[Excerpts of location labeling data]
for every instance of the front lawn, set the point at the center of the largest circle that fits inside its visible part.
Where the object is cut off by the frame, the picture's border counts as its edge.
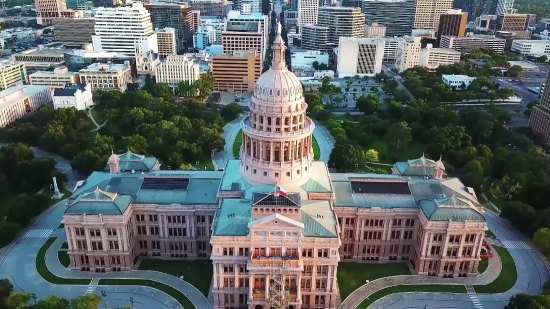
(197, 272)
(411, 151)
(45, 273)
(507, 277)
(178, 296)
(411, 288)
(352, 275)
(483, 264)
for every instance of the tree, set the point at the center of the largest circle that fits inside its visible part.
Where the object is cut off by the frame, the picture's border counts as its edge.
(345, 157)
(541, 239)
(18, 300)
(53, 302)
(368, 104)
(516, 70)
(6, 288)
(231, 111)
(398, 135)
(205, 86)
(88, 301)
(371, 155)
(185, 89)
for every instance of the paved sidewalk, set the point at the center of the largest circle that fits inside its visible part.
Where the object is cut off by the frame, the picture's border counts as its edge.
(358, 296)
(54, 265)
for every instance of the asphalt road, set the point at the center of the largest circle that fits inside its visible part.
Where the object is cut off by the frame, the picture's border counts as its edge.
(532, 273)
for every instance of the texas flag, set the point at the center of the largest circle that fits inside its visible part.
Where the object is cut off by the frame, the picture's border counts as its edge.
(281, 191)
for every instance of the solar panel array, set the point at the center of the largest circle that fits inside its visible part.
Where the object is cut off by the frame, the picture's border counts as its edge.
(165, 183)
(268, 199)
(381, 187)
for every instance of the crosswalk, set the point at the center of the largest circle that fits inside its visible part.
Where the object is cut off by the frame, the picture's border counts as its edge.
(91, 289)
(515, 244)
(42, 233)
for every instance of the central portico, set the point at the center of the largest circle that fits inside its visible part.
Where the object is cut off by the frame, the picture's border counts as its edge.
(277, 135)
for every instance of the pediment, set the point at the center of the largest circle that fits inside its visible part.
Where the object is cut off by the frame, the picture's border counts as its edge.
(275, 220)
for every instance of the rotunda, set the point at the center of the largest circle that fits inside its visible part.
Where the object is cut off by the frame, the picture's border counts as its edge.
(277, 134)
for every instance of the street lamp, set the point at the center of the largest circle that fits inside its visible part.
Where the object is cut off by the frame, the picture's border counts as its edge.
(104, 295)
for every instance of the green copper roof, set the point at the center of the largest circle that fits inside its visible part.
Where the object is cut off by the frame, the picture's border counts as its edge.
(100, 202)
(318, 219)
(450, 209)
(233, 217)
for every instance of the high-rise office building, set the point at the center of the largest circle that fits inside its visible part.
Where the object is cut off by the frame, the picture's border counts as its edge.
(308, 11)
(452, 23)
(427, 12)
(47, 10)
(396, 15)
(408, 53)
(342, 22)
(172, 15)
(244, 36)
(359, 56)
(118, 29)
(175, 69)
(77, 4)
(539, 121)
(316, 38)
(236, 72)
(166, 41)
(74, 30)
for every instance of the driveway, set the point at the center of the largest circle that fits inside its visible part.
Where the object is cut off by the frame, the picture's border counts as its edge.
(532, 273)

* * *

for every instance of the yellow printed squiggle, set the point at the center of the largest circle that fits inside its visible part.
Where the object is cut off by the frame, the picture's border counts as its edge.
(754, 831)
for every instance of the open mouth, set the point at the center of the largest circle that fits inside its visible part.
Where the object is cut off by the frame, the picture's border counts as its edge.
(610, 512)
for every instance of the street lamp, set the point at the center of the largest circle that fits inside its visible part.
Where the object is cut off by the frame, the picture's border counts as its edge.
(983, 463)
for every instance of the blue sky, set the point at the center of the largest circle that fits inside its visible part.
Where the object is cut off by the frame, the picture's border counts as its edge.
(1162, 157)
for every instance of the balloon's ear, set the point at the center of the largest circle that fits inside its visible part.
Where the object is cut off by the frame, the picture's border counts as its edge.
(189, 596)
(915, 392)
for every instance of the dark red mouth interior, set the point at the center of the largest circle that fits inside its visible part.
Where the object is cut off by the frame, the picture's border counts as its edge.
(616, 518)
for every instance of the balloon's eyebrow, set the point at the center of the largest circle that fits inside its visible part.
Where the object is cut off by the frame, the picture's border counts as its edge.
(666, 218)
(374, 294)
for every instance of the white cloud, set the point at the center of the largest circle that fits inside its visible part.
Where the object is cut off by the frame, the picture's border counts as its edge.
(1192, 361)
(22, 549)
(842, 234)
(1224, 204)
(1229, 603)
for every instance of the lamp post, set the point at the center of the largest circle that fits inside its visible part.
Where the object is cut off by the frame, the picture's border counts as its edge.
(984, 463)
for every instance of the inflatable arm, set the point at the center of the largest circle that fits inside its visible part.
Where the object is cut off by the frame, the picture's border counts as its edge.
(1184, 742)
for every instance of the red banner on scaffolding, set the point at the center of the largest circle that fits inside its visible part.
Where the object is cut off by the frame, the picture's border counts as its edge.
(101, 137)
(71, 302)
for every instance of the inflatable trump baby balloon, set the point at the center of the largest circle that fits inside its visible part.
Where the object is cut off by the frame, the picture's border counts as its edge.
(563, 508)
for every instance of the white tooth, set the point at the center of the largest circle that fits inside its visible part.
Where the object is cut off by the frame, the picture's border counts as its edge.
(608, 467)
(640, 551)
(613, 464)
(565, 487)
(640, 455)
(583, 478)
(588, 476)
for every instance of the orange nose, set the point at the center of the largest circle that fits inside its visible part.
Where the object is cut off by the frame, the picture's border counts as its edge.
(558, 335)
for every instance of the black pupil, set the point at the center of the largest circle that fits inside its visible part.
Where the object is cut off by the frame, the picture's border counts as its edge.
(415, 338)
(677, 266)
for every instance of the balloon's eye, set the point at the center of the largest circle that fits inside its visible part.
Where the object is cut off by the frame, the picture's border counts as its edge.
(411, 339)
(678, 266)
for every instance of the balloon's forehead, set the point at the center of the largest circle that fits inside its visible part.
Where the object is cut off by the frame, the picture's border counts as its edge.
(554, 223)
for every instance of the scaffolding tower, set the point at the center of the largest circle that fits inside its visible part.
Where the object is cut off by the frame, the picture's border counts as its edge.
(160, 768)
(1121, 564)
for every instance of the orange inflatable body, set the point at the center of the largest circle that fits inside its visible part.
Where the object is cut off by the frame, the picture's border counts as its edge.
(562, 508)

• What the task asks:
Render as a JSON list of strings, one string per line, everything above from the line containing "for every instance of the blue" down to the line containing "(1162, 157)", both included, leaving out blank lines.

• Task answer:
[
  "for every instance of the blue sky, set the point at the center of the largest circle that fits inside its visible part.",
  "Where the object is cut off by the frame, the picture's border counts as its edge.",
  "(1162, 157)"
]